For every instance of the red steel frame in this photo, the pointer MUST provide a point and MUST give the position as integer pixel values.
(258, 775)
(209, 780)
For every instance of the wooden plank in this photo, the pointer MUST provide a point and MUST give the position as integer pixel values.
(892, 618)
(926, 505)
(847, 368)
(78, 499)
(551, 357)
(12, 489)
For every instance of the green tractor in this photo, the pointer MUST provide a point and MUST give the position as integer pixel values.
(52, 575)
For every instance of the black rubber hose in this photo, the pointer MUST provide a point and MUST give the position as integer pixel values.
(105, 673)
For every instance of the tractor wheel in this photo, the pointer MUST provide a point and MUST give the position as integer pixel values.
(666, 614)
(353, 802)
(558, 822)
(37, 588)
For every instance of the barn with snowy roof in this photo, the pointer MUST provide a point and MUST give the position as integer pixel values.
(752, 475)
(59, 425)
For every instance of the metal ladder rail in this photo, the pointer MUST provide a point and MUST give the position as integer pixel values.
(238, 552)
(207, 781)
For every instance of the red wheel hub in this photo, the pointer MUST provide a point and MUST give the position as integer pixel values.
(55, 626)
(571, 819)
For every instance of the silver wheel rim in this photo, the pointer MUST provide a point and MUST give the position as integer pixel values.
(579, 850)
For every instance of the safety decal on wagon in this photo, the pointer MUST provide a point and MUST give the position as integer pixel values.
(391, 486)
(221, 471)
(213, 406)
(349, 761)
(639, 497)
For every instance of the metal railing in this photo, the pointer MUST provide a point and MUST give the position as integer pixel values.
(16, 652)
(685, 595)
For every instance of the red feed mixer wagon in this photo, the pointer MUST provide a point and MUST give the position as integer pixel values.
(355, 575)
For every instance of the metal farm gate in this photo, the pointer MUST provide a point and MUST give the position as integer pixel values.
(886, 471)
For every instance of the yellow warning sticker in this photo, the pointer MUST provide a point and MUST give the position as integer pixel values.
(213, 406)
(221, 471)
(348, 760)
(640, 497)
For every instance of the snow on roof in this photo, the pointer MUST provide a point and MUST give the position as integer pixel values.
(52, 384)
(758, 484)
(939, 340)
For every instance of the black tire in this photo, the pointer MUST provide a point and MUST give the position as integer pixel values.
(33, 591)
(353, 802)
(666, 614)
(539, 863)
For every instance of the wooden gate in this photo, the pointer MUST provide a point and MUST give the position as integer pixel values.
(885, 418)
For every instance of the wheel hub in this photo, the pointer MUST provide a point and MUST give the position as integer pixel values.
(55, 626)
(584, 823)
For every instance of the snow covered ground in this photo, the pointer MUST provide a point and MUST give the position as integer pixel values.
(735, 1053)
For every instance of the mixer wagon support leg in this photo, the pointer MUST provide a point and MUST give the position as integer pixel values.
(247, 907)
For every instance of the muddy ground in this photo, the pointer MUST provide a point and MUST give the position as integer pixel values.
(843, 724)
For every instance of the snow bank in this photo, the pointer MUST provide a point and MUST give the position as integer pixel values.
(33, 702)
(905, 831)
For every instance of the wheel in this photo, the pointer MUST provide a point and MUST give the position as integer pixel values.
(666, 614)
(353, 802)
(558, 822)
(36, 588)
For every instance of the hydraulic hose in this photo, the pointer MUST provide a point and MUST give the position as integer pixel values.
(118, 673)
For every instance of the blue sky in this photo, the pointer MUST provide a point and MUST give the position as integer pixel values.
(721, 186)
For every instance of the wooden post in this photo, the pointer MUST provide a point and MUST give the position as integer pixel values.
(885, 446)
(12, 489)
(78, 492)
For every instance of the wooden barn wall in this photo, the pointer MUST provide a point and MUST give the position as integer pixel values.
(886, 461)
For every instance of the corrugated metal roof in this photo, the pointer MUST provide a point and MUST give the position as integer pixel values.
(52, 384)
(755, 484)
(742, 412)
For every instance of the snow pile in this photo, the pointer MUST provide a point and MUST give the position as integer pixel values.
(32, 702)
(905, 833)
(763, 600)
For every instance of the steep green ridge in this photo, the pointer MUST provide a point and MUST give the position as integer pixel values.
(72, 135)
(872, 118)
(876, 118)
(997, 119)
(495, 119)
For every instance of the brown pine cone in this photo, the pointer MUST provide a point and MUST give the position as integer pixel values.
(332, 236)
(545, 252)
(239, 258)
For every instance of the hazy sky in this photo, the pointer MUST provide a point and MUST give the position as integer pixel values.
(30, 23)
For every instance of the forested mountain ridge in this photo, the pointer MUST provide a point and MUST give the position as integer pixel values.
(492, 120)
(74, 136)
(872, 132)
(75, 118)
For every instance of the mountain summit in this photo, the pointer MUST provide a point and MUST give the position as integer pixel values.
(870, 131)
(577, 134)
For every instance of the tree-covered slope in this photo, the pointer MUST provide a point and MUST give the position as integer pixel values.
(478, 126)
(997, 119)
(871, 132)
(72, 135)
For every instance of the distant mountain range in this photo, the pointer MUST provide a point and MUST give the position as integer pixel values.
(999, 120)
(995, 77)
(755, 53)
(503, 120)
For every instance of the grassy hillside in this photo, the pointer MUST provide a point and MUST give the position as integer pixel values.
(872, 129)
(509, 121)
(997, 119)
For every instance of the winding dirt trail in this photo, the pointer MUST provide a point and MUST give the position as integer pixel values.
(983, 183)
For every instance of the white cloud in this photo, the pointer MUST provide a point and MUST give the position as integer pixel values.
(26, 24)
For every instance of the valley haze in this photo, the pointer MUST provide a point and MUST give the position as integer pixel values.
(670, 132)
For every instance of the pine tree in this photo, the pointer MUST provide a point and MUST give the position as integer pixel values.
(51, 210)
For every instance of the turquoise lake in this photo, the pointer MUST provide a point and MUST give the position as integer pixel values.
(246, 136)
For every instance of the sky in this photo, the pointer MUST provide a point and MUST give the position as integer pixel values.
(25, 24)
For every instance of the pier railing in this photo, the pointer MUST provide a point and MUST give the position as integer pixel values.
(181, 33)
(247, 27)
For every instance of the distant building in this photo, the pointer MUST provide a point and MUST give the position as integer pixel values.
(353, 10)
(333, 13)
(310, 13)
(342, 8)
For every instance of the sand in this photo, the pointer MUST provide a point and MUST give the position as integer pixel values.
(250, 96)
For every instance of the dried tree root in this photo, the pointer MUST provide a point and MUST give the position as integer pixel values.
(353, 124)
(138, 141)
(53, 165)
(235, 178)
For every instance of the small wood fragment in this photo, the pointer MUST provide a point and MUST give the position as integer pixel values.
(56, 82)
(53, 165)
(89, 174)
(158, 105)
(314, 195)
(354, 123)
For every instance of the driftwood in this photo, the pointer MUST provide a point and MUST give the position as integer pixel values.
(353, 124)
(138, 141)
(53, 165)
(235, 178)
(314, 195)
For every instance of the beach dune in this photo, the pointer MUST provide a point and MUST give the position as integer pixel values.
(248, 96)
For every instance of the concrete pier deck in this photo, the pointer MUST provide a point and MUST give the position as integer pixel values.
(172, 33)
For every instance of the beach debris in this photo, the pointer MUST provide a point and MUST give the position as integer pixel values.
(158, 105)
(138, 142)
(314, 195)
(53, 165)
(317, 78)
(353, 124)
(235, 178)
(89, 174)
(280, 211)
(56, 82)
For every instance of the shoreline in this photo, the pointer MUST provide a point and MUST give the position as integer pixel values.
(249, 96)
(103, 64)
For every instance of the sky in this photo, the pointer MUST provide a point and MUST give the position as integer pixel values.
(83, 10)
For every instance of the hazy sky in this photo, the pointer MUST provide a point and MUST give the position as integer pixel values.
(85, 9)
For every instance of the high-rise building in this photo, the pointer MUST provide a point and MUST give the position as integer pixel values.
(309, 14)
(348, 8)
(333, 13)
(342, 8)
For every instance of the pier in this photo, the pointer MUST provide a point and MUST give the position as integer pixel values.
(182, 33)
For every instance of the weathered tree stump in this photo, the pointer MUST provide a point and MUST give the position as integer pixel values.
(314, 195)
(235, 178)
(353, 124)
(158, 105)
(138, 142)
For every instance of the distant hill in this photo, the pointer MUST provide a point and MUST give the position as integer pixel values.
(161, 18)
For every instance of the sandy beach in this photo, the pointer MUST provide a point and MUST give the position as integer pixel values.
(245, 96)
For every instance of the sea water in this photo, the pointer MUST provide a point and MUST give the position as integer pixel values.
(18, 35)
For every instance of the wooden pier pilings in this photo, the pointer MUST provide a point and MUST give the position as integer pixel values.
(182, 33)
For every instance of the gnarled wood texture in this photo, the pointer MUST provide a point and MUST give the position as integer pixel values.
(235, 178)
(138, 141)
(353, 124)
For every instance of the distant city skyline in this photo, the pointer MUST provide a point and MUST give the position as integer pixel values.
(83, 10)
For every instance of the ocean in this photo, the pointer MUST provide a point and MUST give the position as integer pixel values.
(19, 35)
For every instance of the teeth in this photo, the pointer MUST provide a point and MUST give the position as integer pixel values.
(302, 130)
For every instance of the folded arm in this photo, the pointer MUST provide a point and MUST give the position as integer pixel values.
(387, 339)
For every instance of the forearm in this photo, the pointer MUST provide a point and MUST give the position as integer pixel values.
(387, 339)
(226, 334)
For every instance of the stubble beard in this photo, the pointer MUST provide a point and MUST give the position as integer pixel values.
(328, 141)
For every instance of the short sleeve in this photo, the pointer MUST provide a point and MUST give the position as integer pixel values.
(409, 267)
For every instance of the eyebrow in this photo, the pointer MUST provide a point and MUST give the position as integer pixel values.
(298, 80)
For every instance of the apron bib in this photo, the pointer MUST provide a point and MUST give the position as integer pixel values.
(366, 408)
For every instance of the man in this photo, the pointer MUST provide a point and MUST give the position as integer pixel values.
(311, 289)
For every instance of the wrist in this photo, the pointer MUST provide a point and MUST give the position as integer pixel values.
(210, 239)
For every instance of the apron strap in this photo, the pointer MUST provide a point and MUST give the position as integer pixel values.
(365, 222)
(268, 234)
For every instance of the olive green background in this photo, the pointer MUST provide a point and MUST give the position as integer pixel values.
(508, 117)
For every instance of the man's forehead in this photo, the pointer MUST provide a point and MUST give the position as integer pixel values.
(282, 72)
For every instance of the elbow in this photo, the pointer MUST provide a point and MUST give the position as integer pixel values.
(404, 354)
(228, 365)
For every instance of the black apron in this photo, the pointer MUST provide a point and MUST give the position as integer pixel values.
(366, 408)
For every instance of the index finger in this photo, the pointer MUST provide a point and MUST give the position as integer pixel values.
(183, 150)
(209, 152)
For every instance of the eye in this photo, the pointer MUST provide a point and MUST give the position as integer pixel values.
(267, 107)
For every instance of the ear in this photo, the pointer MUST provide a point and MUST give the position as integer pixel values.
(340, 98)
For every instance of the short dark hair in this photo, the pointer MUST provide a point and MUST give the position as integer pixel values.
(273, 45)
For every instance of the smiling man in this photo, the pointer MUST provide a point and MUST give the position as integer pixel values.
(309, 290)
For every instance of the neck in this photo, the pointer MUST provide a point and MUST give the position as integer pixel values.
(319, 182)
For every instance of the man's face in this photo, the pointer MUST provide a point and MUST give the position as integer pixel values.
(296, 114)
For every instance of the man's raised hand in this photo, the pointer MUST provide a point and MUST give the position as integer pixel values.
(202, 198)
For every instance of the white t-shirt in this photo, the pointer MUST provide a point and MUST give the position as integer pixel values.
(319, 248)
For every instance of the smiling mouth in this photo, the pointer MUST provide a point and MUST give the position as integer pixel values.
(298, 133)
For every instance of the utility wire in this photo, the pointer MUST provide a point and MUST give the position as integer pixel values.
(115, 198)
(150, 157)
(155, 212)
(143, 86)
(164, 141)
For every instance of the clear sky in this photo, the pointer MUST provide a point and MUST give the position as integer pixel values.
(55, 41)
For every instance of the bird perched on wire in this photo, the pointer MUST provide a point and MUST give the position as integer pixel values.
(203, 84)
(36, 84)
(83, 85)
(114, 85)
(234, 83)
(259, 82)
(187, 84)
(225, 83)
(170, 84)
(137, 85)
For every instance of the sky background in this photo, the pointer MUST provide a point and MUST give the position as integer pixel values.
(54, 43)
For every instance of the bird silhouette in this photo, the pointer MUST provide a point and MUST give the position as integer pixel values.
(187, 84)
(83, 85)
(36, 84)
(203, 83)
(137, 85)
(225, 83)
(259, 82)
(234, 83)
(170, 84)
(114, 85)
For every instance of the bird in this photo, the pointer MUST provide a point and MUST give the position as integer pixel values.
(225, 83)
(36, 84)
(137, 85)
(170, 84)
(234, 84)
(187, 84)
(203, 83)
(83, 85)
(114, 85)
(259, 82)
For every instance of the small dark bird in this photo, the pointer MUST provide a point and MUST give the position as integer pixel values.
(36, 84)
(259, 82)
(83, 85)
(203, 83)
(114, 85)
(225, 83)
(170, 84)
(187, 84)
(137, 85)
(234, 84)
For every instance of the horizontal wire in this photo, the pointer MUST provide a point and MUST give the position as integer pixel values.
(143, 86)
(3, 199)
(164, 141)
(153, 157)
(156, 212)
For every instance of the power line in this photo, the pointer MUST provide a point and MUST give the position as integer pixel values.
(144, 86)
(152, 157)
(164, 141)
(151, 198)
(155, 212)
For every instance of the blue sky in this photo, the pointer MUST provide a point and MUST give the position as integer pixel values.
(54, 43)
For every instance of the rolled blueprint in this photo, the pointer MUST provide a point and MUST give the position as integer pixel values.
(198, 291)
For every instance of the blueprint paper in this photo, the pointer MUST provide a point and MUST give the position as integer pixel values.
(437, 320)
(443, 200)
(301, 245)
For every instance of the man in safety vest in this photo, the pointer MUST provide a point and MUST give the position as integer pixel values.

==================================================

> Problem requirements:
Retype, exactly and only, the lines running from the one with "For every instance of the small dark" through the final line of the listing above.

> Exercise response:
For every instance of the small dark bird in this photo, the pointer MUST provide a point and MUST give the position as integer pixel values.
(36, 84)
(259, 82)
(83, 85)
(203, 83)
(114, 85)
(225, 83)
(170, 84)
(187, 84)
(137, 85)
(234, 84)
For every instance of the horizontal wire in this photo, the pointer MUST provide a point and MUST give the position as integer pixel values.
(143, 86)
(3, 199)
(164, 141)
(153, 157)
(156, 212)
For every instance of the power line in this photo, the pointer MUST provide a point and MUST give the position as integer pixel values.
(144, 86)
(152, 157)
(164, 141)
(151, 198)
(155, 212)
For every instance of the blue sky in this photo, the pointer MUST provide a point and MUST give the position as integer pixel values.
(54, 43)
For every instance of the rolled blueprint in this photo, the pointer MUST provide a point and MUST give the position as integer pixel values.
(198, 291)
For every instance of the blueprint paper in this photo, the pointer MUST provide a point and MUST give the position as integer pixel values.
(437, 320)
(443, 200)
(301, 245)
For every instance of the man in safety vest in this photo, the pointer MUST provide a point and MUST give the position as integer pixel values.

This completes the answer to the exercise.